Summer, a sophisticated visitor distribution system, using entry-point quotas on visitor numbers as a mechanism to redistribute visitor use and impacts throughout the wilderness, is instituted by the U.S. Forest Service.

Cans and glass bottles are prohibited from Quetico Provincial Park.

June 6, Ernest "Ober" Oberholtzer (born February 6, 1884) dies at age 93. Explorer, photographer, student of Ojibwe legend and oral tradition, authority on the Minnesota-Ontario boundary lakes region, lifetime President of the Quetico-Superior Council, and one of eight founders of the Wilderness Society, Ober devoted his life to preserving wilderness and protecting the Boundary Waters Canoe Area Wilderness.

July 8, an effigy identified as Sigurd Olson and Miron "Bud" Heinselman is hung outside the Ely High School, where approximately 1,000 people gather to participate in a Congressional hearing. Amid boos and catcalls, Olson speaks in favor of Congressman Don Fraser's bill that becomes the Boundary Waters Canoe Area Wilderness Act of 1978. "This is the most beautiful lake country on the continent," Olson declares. "We can afford to cherish and protect it. Some places should be preserved from development of exploitation for they satisfy a human need for solace, belonging, and perspective. In the end we turn to nature in a frenzied chaotic world, there to find silence oneness wholeness spiritual release."

The Eastern timber wolf is reclassified from "endangered" to "threatened" by the U.S. Fish and Wildlife Service, the agency that administers the Endangered Species Act of 1973. The law still prohibits the killing of wolves with the exception of problem animals causing agricultural damage. The Fish and Wildlife Service also adopts a recovery plan (revised in 1992) for the purpose of increasing the number and range of timber wolves to ensure the animal's survival in the eastern half of the U.S. The recovery plan sets a population goal for Minnesota of 1,251 to 1,400 wolves by the year 2000, a goal that is achieved in the early 1980s. In 1989 a wolf population survey estimates the statewide population at between 1,550 and 1,750 animals.

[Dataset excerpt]
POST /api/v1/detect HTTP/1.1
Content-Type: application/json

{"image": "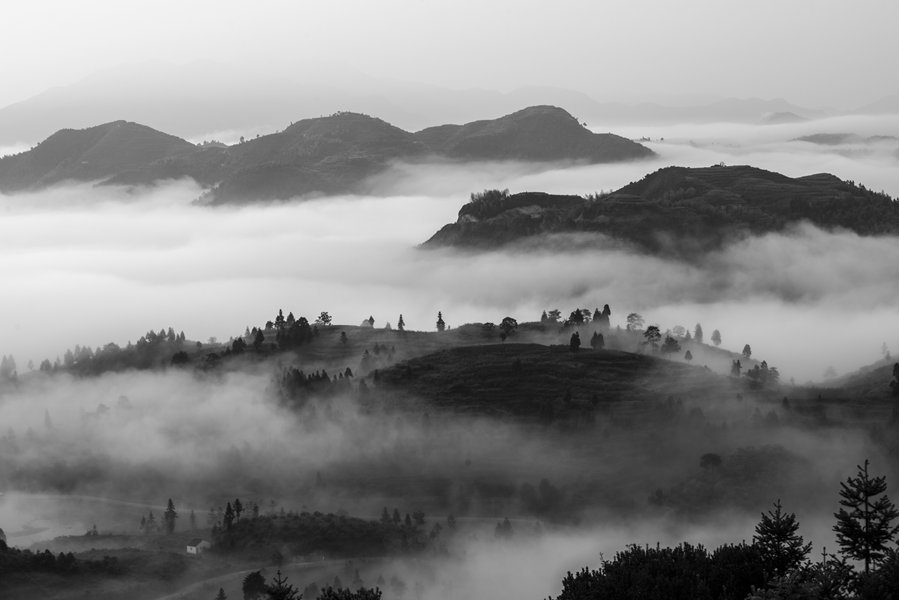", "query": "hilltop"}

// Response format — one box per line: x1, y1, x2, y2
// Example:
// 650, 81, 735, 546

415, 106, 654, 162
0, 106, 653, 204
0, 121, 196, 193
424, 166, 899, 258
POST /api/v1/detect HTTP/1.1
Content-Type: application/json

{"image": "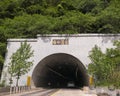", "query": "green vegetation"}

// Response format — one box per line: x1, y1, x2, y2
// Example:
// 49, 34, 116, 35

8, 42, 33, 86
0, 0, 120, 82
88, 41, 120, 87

--

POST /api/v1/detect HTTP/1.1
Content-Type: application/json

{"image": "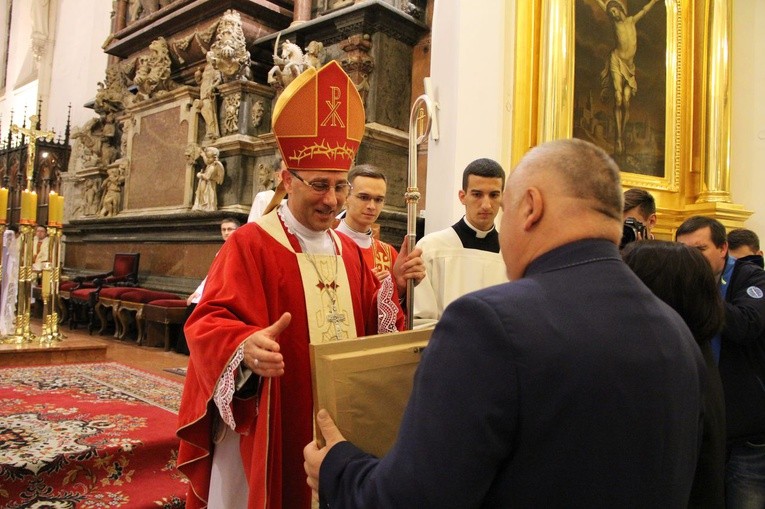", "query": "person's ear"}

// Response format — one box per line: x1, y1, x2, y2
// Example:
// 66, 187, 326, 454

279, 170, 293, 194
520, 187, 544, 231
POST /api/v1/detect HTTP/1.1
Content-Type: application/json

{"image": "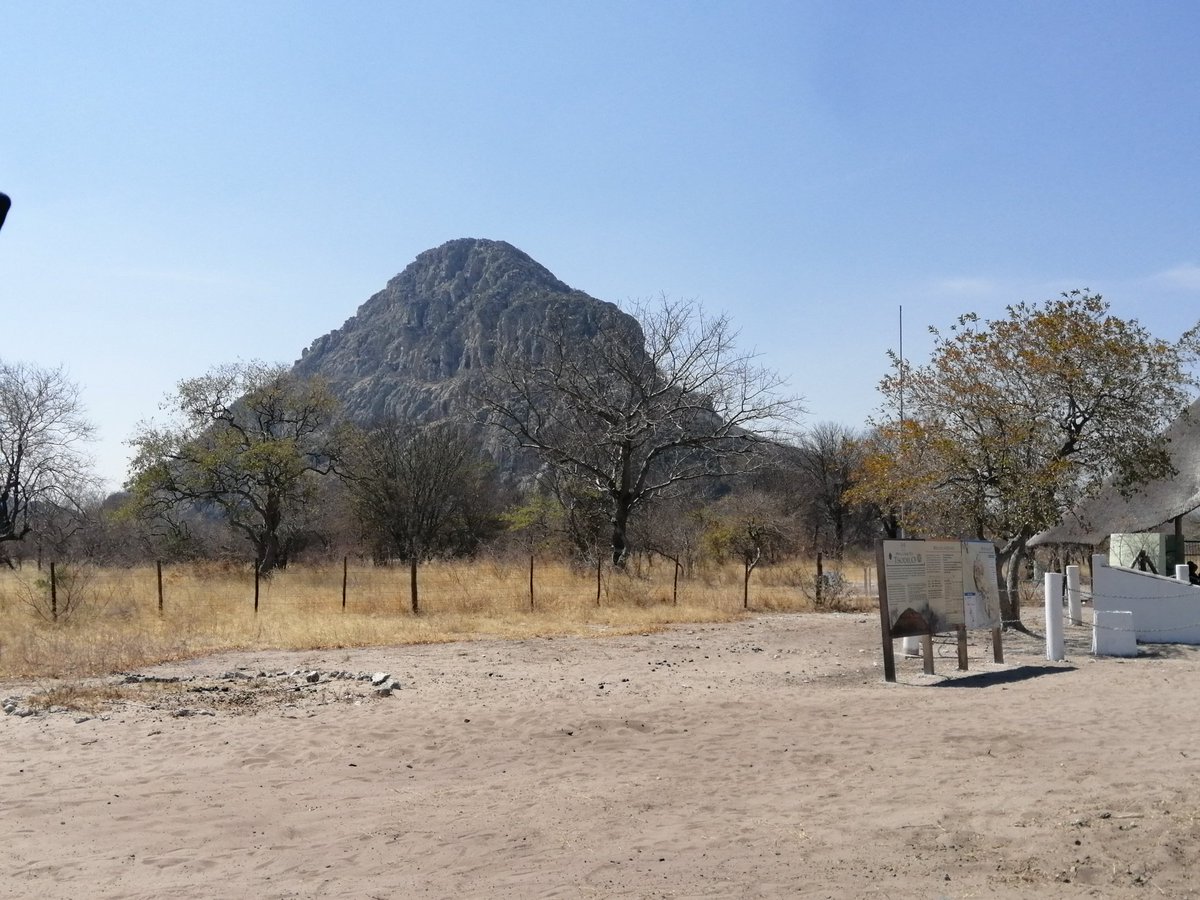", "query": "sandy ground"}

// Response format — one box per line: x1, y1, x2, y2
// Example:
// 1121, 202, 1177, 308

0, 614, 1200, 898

*Task:* Transcribe the portion of the Boundary Waters text between "Summer, a sophisticated" and "Canoe Area Wilderness.", inclusive.

*Exercise answer:*
Summer, a sophisticated visitor distribution system, using entry-point quotas on visitor numbers as a mechanism to redistribute visitor use and impacts throughout the wilderness, is instituted by the U.S. Forest Service.

Cans and glass bottles are prohibited from Quetico Provincial Park.

June 6, Ernest "Ober" Oberholtzer (born February 6, 1884) dies at age 93. Explorer, photographer, student of Ojibwe legend and oral tradition, authority on the Minnesota-Ontario boundary lakes region, lifetime President of the Quetico-Superior Council, and one of eight founders of the Wilderness Society, Ober devoted his life to preserving wilderness and protecting the Boundary Waters Canoe Area Wilderness.